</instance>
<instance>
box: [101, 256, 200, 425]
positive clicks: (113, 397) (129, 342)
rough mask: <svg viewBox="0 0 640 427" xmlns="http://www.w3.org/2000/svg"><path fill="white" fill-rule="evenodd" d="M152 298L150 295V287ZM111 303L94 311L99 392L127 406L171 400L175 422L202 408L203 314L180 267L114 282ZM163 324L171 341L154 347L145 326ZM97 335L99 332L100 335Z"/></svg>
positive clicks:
──────────────────────────────
• **ACTION ITEM**
Write out all the records again, exactly as they appear.

• **OUTPUT OF THE EXERCISE**
</instance>
<instance>
box: [101, 256, 200, 425]
positive clicks: (113, 397) (129, 342)
rough mask: <svg viewBox="0 0 640 427" xmlns="http://www.w3.org/2000/svg"><path fill="white" fill-rule="evenodd" d="M152 298L150 295V287ZM111 303L94 311L99 392L127 406L171 400L175 422L202 408L203 314L180 267L114 282ZM163 324L171 341L154 347L145 326ZM97 335L99 332L100 335Z"/></svg>
positive clicks:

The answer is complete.